_提供文_:
★ ★ ★ ★ ★
基本的なルールは大富豪と同じですが、通常とは異なり、1が一番弱く、12が一番強いのが特徴です。手札は相手に見えませんが、場札は相手からも確認できるため、場札の活用が勝利への鍵となります。
札は、1~12の数字カードが4色ずつある他に、灰色のギミックカードが数種類登場します。ギミックカードは1枚で使ったときのみ、あらゆる効果を発動します(効果についてはゲームプレイ中に確認できます)。ギミックカードを複数枚で出して数字カードとして使うか、単体で出して効果を発動させるか、それを考えるのも切札の醍醐味と言えるでしょう。
レートバトルではオンライン対戦でランキングを競うことができ、ルームバトルではレートを失わずに友人と対戦を楽しめます。ぜひ周りの方と一緒に遊んでみて下さい!
- iOS: 「切札おんらいん」をApp Storeで
- Android: 切札おんらいん - Google Play のアプリ
開発の背景
「切札おんらいん」開発のきっかけ
切札との出会いは小学生の頃でした。大阪くらしの今昔館というミュージアムで切札(カード版)と出会いました。最初はルールがわからず、お蔵入りとなってしまいましたが、中学生の頃は友人とよく遊んでいました。その頃からアプリ版の開発を考え始めていましたが、技術力の問題で断念していました。大学に合格し、手に入れた時間を何に使うか考えた際、頭に浮かんだのは「切札おんらいん」の開発でした。切札(カード版)の公式アカウントは2016年より活動を停止しており、廃れていく切札を再び広めるべく、手探りで切札おんらいんの開発を始めました。
プロ生との出会い
通信ゲームを開発できるエンジンは限られており、Unity 2D を使用することはすぐに決まりました。一週間で Uity の使い方と C# の基礎を覚え、2019年の11月より開発を始めました。その際、Android 版のリリースは開発者登録の 25$ だけで済むものの、iOS 版のリリースには、Mac が必要な上に、Apple Store の年会費が年間 99$ もかかることがわかりました。Mac を所持していない自分は、Windows 環境だけで iOS 版アプリをリリースする方法を調べる中で、「プロ生ちゃん アプリ開発支援プログラム」と出会いました。学生の方は支援プログラムを活用することで、金銭的ハードルの高い iOS アプリのリリースを無料で行えます。
ベータテストと正式リリース
ゲーム自体は2カ月という短期間で完成させました(自分でも驚き)。そこから Twitter を活用し、Android および iOS にてベータテストを1カ月行いました。ベータテストでは、深刻な不具合の修正や、参加者から頂いた貴重な意見をもとに、ゲームをより良いものに仕上げることができました。ベータテストを終え、2020年3月5日 無事にリリースできました。
★ ★ ★ ★ ★
_提供データ_:

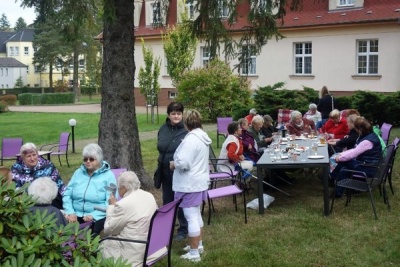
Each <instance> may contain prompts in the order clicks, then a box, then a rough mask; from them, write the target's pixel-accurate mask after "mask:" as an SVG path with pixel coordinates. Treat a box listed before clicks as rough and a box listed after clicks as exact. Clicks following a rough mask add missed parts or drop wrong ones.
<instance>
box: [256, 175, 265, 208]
mask: <svg viewBox="0 0 400 267" xmlns="http://www.w3.org/2000/svg"><path fill="white" fill-rule="evenodd" d="M257 177H258V179H257V180H258V213H260V214H264V189H263V180H264V178H263V175H262V168H261V167H257Z"/></svg>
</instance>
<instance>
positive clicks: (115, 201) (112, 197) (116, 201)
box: [108, 194, 117, 205]
mask: <svg viewBox="0 0 400 267" xmlns="http://www.w3.org/2000/svg"><path fill="white" fill-rule="evenodd" d="M115 203H117V200H116V199H115V196H114V194H111V195H110V197H109V198H108V204H110V205H115Z"/></svg>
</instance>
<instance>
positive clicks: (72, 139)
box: [68, 119, 76, 153]
mask: <svg viewBox="0 0 400 267" xmlns="http://www.w3.org/2000/svg"><path fill="white" fill-rule="evenodd" d="M68 124H69V126H71V132H72V153H75V131H74V130H75V125H76V120H75V119H70V120H69V121H68Z"/></svg>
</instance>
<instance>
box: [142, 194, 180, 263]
mask: <svg viewBox="0 0 400 267" xmlns="http://www.w3.org/2000/svg"><path fill="white" fill-rule="evenodd" d="M181 202H182V199H177V200H174V201H172V202H170V203H168V204H166V205H164V206H162V207H160V208H158V209H157V210H156V212H155V213H154V214H153V216H152V218H151V221H150V228H149V234H148V236H147V245H146V250H145V253H144V260H143V262H144V263H145V262H146V261H147V256H149V255H152V254H153V253H155V252H157V251H159V250H160V249H162V248H164V247H167V248H168V254H169V255H171V254H170V253H171V245H172V237H173V234H174V228H175V218H176V213H177V210H178V207H179V204H180V203H181Z"/></svg>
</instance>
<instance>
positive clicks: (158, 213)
mask: <svg viewBox="0 0 400 267" xmlns="http://www.w3.org/2000/svg"><path fill="white" fill-rule="evenodd" d="M181 202H182V199H177V200H174V201H172V202H170V203H168V204H166V205H164V206H162V207H161V208H158V209H157V210H156V211H155V212H154V214H153V216H152V217H151V220H150V228H149V233H148V235H147V240H133V239H124V238H117V237H112V236H109V237H105V238H103V239H101V240H100V242H103V241H104V240H118V241H121V242H133V243H141V244H145V245H146V247H145V250H144V257H143V265H142V266H143V267H146V266H151V265H153V264H154V263H156V262H158V261H159V260H161V259H163V258H164V257H165V256H168V267H171V249H172V237H173V233H174V228H175V218H176V213H177V210H178V207H179V204H180V203H181ZM164 248H166V251H165V252H164V253H163V254H162V255H160V256H157V257H154V255H153V254H155V253H156V252H158V251H160V250H162V249H164Z"/></svg>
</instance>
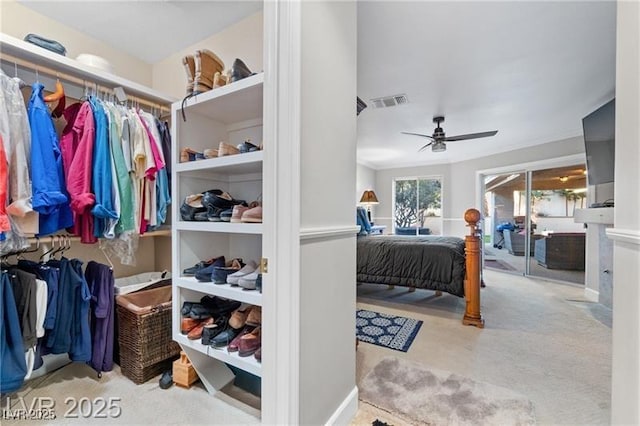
★ ★ ★ ★ ★
_課題_:
- 1) 切札おんらいんの紹介文をもとに、次の問いに答えよ。
(a) 切札で一番弱い数字と一番強い数字は何か。
(b) ギミックカードが効果を発動するのは、どのように使ったときか。
(c) 正式リリースの日付はいつか。
- 2) 切札おんらいんの紹介文を、途切れたところから書き進めよ。
データの項目は切札おんらいんの紹介文とは関係がない。

_各課題の解答_:
- 1)
(a) 一番弱いのは1、一番強いのは12。
(b) 1枚で使ったとき。
(c) 2020年3月5日。

- 2)
リリースを終えて
アプリ支援プログラムが無ければアプリの開発は断念していたかもしれません。支援プログラムの提供及びサポートをして頂いたプログラミング生放送、そしてベータテストに参加して下さった皆さん、本当にありがとうございました。そして今後ともよろしくお願いいたします。
支援プログラムに関して
Unity アプリを開発する上で、アプリ開発支援プログラムでは以下の3つを支援して頂きました。
- Unity クラウドビルド
- → App Store に提出する IPA ファイルを Windows だけで作ることができる。
- Mac 開発環境の提供
- → Unity クラウドビルドで作成したIPAファイルをAppStoreに提出する際に必要なMacを遠隔操作で借りることができる。
- iOS アプリを無料で公開
- → iOS アプリを掲載するAppStoreアカウントを共用で借りることができる。
Cloud Build & Collaborate
Unity には Collaborate という無料サービスがあり、Unity で作ったプロジェクトをクラウド上に保存できます。これはバックアップとしても機能し、プロジェクトデータを過去に戻すといった作業も行えます。
Cloud Build とは、Unity の有料サービスであり、これを用いると、Collaborate にアップロードしたプロジェクトデータを使ってクラウド上でビルドを行い、完成したビルドデータをダウンロードすることができるようになります。これを使って Windows から iOS のビルドデータを簡単に作ることができます。支援プログラムに参加することにより、クラウドビルドを無料でお借りすることができます。クラウドビルドはビルドエラーが発生することが多いため、フルログをしっかり見て、エラーを解消すれば便利に使うことができます。頑張ってください。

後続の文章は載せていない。